WHAT IS NEEDED
Omitting all pictures, print the lines of the listing from the one containing "Where can the dark pants" through the final line, both ends included, with no other text.

—————

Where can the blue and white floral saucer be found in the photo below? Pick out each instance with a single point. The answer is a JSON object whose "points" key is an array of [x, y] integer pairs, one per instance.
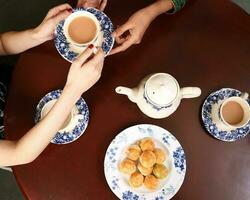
{"points": [[212, 100], [118, 182], [78, 129], [105, 39]]}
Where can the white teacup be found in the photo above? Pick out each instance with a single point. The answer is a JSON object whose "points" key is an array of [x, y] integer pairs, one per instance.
{"points": [[79, 14], [68, 123], [223, 113]]}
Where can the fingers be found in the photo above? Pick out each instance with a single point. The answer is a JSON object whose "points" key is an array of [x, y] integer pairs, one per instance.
{"points": [[84, 56], [97, 60], [54, 11], [103, 5], [122, 29], [56, 19], [81, 3], [130, 41]]}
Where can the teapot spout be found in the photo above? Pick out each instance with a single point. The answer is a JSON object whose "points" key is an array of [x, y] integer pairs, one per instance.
{"points": [[127, 91]]}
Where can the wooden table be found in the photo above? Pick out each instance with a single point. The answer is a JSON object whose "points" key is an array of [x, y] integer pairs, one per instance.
{"points": [[207, 45]]}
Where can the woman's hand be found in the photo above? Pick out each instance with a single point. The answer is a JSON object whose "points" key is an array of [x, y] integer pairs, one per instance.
{"points": [[85, 72], [45, 31], [99, 4], [136, 26]]}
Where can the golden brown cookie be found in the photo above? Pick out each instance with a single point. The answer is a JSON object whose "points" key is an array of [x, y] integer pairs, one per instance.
{"points": [[133, 152], [136, 180], [151, 182], [147, 144], [160, 171], [144, 171], [147, 159], [127, 166], [160, 155]]}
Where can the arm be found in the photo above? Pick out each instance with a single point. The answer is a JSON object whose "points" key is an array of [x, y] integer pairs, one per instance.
{"points": [[17, 42], [27, 148], [138, 23]]}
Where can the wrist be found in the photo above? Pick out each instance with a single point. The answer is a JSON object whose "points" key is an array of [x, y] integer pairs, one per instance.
{"points": [[35, 34], [159, 7], [72, 91]]}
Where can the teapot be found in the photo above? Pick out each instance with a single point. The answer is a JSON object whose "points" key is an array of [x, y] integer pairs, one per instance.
{"points": [[158, 95]]}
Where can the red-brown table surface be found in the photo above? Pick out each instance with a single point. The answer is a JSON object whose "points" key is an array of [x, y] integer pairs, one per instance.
{"points": [[207, 45]]}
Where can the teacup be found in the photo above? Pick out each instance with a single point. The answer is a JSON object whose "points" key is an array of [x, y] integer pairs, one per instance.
{"points": [[81, 28], [68, 123], [232, 113]]}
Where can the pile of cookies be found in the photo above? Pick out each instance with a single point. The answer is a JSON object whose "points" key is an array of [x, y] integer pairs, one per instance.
{"points": [[144, 164]]}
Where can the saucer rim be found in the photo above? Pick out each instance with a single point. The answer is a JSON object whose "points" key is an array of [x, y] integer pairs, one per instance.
{"points": [[158, 193], [227, 132], [84, 9], [37, 119]]}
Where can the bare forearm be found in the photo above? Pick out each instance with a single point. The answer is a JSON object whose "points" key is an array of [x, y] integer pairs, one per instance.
{"points": [[17, 42], [159, 7], [40, 135]]}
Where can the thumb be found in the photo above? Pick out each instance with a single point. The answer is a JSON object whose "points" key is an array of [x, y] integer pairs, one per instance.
{"points": [[122, 29]]}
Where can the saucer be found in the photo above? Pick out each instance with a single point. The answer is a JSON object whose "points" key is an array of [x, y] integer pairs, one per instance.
{"points": [[69, 51], [77, 130], [212, 100], [115, 154]]}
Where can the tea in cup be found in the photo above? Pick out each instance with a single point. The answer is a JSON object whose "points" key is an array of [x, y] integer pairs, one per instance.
{"points": [[233, 113], [81, 28]]}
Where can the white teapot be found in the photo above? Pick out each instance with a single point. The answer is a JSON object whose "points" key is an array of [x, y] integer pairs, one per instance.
{"points": [[158, 95]]}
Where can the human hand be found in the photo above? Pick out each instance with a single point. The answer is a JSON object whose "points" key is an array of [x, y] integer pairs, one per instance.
{"points": [[99, 4], [85, 72], [136, 25], [45, 31]]}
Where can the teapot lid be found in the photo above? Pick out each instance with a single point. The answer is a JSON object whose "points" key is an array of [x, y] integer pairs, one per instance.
{"points": [[162, 89]]}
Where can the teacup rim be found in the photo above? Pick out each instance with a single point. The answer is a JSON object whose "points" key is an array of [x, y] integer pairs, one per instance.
{"points": [[225, 102], [75, 14]]}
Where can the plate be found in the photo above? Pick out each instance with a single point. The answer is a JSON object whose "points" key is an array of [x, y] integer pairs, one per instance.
{"points": [[213, 99], [79, 128], [69, 51], [116, 153]]}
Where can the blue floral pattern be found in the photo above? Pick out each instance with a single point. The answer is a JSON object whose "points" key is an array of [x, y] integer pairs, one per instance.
{"points": [[212, 99], [79, 129], [114, 155], [63, 46]]}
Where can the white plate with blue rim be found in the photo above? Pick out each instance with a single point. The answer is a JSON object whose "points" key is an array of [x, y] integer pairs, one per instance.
{"points": [[116, 153], [80, 126], [105, 40], [213, 99]]}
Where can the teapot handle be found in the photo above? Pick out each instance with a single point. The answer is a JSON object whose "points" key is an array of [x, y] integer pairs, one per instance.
{"points": [[190, 92]]}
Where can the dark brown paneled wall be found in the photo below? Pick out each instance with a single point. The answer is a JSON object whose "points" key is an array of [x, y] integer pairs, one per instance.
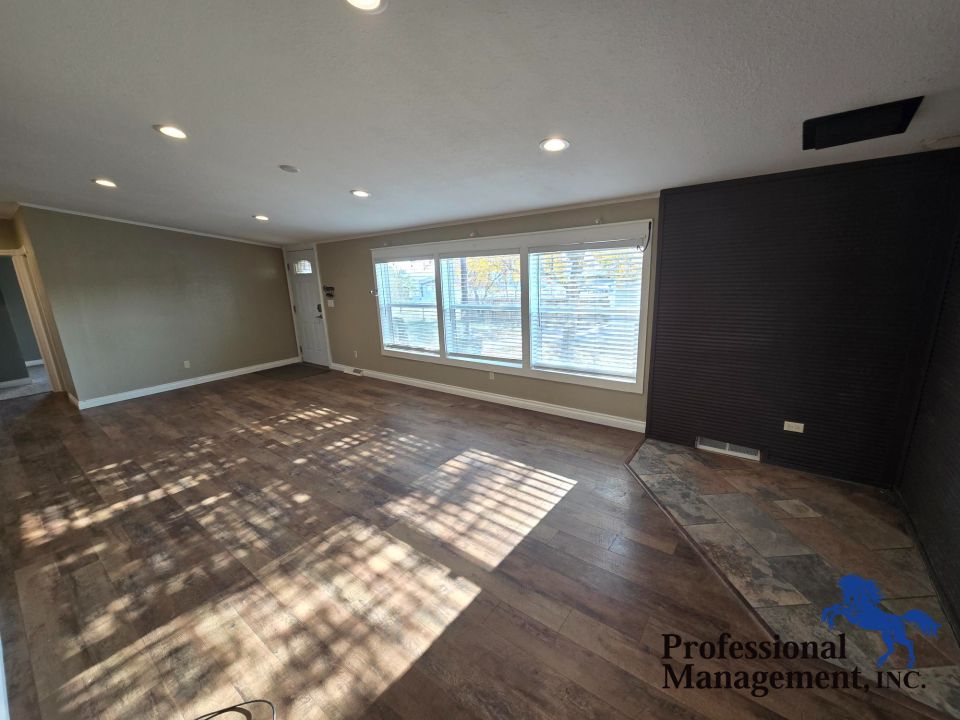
{"points": [[930, 486], [809, 296]]}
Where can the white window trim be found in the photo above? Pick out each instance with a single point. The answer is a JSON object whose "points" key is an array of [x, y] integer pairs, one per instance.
{"points": [[633, 232]]}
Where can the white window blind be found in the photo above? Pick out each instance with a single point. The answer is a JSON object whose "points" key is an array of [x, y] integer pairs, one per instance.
{"points": [[585, 310], [407, 296], [481, 307]]}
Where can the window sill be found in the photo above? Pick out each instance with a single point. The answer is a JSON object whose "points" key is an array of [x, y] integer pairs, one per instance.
{"points": [[511, 369]]}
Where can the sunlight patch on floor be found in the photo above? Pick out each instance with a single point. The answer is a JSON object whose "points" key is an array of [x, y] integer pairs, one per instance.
{"points": [[481, 504]]}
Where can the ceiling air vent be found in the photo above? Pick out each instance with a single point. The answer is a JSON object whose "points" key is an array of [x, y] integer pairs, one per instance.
{"points": [[718, 446], [861, 124]]}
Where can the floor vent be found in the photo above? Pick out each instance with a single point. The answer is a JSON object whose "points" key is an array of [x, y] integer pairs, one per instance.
{"points": [[723, 448]]}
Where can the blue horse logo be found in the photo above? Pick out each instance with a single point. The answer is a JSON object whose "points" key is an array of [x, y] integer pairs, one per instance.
{"points": [[861, 606]]}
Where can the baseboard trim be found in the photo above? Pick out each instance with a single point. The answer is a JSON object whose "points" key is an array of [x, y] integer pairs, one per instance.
{"points": [[16, 383], [536, 405], [142, 392]]}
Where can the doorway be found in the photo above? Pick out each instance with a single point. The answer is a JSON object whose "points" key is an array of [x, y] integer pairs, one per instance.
{"points": [[22, 368], [308, 307]]}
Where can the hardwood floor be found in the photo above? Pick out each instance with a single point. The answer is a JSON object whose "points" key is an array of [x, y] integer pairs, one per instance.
{"points": [[350, 548]]}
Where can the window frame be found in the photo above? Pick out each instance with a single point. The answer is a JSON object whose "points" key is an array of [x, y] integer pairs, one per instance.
{"points": [[624, 234]]}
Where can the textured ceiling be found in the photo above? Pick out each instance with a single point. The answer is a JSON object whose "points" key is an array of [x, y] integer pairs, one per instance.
{"points": [[437, 106]]}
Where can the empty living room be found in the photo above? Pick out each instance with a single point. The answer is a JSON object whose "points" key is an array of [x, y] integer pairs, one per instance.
{"points": [[479, 360]]}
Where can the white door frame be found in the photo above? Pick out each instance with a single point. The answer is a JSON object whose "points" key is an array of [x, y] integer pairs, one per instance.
{"points": [[28, 278], [323, 298]]}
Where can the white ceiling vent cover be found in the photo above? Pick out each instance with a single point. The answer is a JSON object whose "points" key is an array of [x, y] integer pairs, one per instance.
{"points": [[723, 448]]}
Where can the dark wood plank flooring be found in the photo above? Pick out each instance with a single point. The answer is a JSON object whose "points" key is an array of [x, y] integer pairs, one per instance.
{"points": [[349, 548]]}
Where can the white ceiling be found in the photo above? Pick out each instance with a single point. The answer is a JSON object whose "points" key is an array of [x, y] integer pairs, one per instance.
{"points": [[437, 106]]}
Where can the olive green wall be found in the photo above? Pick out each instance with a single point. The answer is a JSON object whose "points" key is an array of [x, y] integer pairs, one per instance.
{"points": [[12, 366], [131, 303], [352, 323], [8, 238], [10, 287]]}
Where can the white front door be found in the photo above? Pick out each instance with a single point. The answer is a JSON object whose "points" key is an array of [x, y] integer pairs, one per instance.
{"points": [[308, 306]]}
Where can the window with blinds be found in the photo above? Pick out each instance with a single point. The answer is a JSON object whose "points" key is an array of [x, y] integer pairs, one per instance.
{"points": [[585, 310], [481, 307], [565, 305], [407, 297]]}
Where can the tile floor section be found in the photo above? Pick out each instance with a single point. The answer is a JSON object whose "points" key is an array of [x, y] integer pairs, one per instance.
{"points": [[782, 538], [39, 383]]}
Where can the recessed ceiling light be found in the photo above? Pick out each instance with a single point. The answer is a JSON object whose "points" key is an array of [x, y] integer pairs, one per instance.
{"points": [[554, 144], [369, 6], [171, 131]]}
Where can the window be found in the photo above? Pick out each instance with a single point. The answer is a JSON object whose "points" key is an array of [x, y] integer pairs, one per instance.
{"points": [[407, 295], [585, 311], [565, 305], [481, 307]]}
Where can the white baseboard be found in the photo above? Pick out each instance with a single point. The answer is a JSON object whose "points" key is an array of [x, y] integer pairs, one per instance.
{"points": [[16, 383], [141, 392], [549, 408]]}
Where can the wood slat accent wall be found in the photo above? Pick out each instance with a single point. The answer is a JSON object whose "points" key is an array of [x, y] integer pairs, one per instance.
{"points": [[930, 486], [809, 296]]}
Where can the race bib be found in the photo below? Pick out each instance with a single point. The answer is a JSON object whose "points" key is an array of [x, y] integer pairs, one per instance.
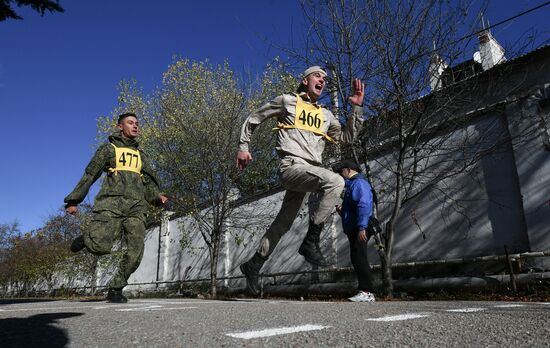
{"points": [[308, 116], [127, 159]]}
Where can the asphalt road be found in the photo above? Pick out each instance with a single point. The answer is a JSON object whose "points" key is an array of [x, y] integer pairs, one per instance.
{"points": [[265, 323]]}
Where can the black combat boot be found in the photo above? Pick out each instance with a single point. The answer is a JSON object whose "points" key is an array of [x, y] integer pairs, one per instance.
{"points": [[77, 244], [251, 269], [310, 246], [116, 296]]}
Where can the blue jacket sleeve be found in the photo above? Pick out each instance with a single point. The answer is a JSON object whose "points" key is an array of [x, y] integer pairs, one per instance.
{"points": [[362, 194]]}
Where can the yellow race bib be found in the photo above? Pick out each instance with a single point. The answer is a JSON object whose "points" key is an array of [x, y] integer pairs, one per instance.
{"points": [[307, 117], [126, 159]]}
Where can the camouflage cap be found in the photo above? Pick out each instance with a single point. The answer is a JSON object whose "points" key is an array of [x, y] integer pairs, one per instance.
{"points": [[313, 69]]}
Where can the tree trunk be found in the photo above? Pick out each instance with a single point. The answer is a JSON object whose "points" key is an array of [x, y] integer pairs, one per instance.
{"points": [[214, 253]]}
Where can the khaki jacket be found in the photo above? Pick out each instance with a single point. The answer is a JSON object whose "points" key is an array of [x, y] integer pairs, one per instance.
{"points": [[299, 142]]}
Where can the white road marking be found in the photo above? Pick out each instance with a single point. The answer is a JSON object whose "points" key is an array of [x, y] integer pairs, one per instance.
{"points": [[137, 309], [509, 306], [466, 310], [40, 309], [399, 317], [276, 331], [152, 308]]}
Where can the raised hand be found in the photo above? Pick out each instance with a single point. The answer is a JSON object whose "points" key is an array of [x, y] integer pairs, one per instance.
{"points": [[358, 92]]}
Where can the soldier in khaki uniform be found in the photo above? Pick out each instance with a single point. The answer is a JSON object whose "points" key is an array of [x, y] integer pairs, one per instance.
{"points": [[121, 204], [304, 127]]}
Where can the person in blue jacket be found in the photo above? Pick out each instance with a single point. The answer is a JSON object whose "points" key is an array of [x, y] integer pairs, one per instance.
{"points": [[356, 209]]}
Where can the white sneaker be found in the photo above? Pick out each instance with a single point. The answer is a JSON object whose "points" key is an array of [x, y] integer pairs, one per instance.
{"points": [[362, 297]]}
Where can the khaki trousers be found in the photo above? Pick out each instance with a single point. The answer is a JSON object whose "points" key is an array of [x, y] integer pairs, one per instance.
{"points": [[301, 178]]}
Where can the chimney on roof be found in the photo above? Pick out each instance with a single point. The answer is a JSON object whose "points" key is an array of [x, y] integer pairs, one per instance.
{"points": [[490, 51], [437, 66]]}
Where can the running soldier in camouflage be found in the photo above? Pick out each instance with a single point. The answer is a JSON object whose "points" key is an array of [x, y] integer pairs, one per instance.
{"points": [[303, 128], [120, 207]]}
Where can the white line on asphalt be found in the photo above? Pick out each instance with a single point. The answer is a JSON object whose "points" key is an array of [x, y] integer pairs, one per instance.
{"points": [[466, 310], [137, 309], [399, 317], [509, 306], [39, 309], [276, 331], [152, 308]]}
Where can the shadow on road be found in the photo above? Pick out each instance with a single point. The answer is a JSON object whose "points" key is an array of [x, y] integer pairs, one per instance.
{"points": [[35, 331]]}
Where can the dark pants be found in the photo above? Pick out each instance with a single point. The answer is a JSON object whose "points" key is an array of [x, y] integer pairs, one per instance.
{"points": [[360, 262]]}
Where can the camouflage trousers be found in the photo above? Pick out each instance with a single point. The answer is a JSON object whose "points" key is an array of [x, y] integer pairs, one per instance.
{"points": [[301, 178], [106, 228]]}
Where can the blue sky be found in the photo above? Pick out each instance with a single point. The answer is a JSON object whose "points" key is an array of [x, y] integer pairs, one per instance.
{"points": [[59, 72]]}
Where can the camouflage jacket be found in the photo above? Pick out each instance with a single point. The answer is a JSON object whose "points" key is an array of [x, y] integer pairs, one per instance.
{"points": [[122, 184]]}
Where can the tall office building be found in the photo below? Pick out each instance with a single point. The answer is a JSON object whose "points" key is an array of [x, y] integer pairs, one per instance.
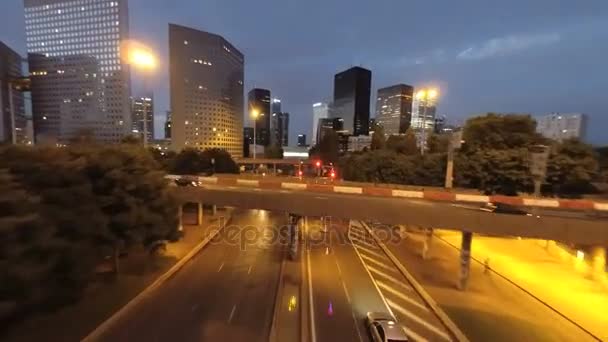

—————

EXERCISE SOLUTION
Where can the dark pants be found in the photo above? Pick out each instance with a single point. The answer is a JSON object whose "points" key is an array of [x, y] integer pairs, one per instance.
{"points": [[360, 262]]}
Where can the camouflage trousers be found in the photo above? Pick out each instance with a single point. The answer is a JSON object whose "points" key is an array of [x, y] integer pairs, one per instance.
{"points": [[301, 178], [106, 228]]}
Where can the blue sky be found in the photo above? Pick out each instance with a single point. The answer is a JSON object whose "points" key is an array of [x, y] integer pairs, one per instance.
{"points": [[59, 72]]}
Where can the camouflage jacket be found in the photo above? Pick out each instance with a single point. The answer is a JSON object whose "points" key is an array of [x, y] integer pairs, one per instance.
{"points": [[122, 184]]}
Where can the tall office building be found in the photo below? Pick out each instance with a single point. The answer is a JSON object whose "points" key is an array of [x, y] integer pairs, one per instance.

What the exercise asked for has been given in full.